(Beginning of Exercise inputs)
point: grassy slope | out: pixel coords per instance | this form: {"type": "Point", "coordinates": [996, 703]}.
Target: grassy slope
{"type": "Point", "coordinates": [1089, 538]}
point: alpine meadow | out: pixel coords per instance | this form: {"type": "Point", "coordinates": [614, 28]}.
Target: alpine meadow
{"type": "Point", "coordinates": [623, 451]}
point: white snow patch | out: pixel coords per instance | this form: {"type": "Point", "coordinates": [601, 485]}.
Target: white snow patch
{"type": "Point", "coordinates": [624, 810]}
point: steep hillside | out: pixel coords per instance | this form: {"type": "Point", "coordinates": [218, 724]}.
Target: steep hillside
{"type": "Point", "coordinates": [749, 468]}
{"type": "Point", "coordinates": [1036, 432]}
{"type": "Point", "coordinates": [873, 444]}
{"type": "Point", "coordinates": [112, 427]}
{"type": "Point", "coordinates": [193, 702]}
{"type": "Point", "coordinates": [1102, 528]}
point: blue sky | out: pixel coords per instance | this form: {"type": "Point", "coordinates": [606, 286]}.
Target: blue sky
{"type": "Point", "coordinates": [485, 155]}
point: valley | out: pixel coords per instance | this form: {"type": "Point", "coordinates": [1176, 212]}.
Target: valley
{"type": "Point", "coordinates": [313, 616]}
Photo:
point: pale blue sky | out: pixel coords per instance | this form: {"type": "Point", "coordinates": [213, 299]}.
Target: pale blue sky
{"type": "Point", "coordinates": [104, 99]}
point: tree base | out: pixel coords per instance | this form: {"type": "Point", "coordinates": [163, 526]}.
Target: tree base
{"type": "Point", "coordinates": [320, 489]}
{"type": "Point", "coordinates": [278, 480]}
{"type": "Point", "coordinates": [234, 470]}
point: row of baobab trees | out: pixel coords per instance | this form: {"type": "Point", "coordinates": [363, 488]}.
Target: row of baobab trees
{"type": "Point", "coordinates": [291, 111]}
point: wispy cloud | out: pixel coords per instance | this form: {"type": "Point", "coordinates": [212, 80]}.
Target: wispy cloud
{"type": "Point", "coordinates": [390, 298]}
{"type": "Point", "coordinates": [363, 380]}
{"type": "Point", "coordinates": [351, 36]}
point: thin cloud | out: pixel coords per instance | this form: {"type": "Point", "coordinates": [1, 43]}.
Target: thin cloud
(End of Exercise inputs)
» Work instructions:
Please copy the data in full, character for character.

» Result of this exercise:
point: grassy slope | out: pixel coords per instance | this form: {"type": "Point", "coordinates": [996, 703]}.
Target: grassy slope
{"type": "Point", "coordinates": [1089, 538]}
point: alpine meadow | out: pixel coords per instance | this form: {"type": "Point", "coordinates": [614, 28]}.
Target: alpine meadow
{"type": "Point", "coordinates": [623, 451]}
point: white snow patch | out: pixel coords per instance | this form: {"type": "Point", "coordinates": [601, 485]}.
Target: white snow patch
{"type": "Point", "coordinates": [624, 810]}
point: steep hillside | out: pixel coords per instance | this form: {"type": "Point", "coordinates": [218, 724]}.
Target: steep hillside
{"type": "Point", "coordinates": [749, 468]}
{"type": "Point", "coordinates": [1036, 432]}
{"type": "Point", "coordinates": [873, 444]}
{"type": "Point", "coordinates": [112, 427]}
{"type": "Point", "coordinates": [193, 702]}
{"type": "Point", "coordinates": [1102, 528]}
point: blue sky | out: pixel coords per instance | this form: {"type": "Point", "coordinates": [606, 286]}.
Target: blue sky
{"type": "Point", "coordinates": [485, 155]}
point: valley | out: pixel coords per instance | this form: {"type": "Point", "coordinates": [1176, 212]}.
Target: valley
{"type": "Point", "coordinates": [313, 616]}
Photo:
point: pale blue sky | out: pixel coords per instance | this form: {"type": "Point", "coordinates": [213, 299]}.
Target: pale blue sky
{"type": "Point", "coordinates": [104, 99]}
point: tree base | out: pixel coords per instance | this form: {"type": "Point", "coordinates": [163, 526]}.
Target: tree base
{"type": "Point", "coordinates": [320, 489]}
{"type": "Point", "coordinates": [278, 480]}
{"type": "Point", "coordinates": [234, 470]}
point: row of baobab trees | out: pixel coords per instance | this form: {"type": "Point", "coordinates": [363, 488]}.
Target: row of baobab trees
{"type": "Point", "coordinates": [291, 111]}
point: wispy cloud | out: pixel coords per instance | this form: {"type": "Point", "coordinates": [212, 80]}.
Target: wispy cloud
{"type": "Point", "coordinates": [390, 298]}
{"type": "Point", "coordinates": [363, 380]}
{"type": "Point", "coordinates": [351, 36]}
point: thin cloud | out: pixel coords per instance | this form: {"type": "Point", "coordinates": [1, 43]}.
Target: thin cloud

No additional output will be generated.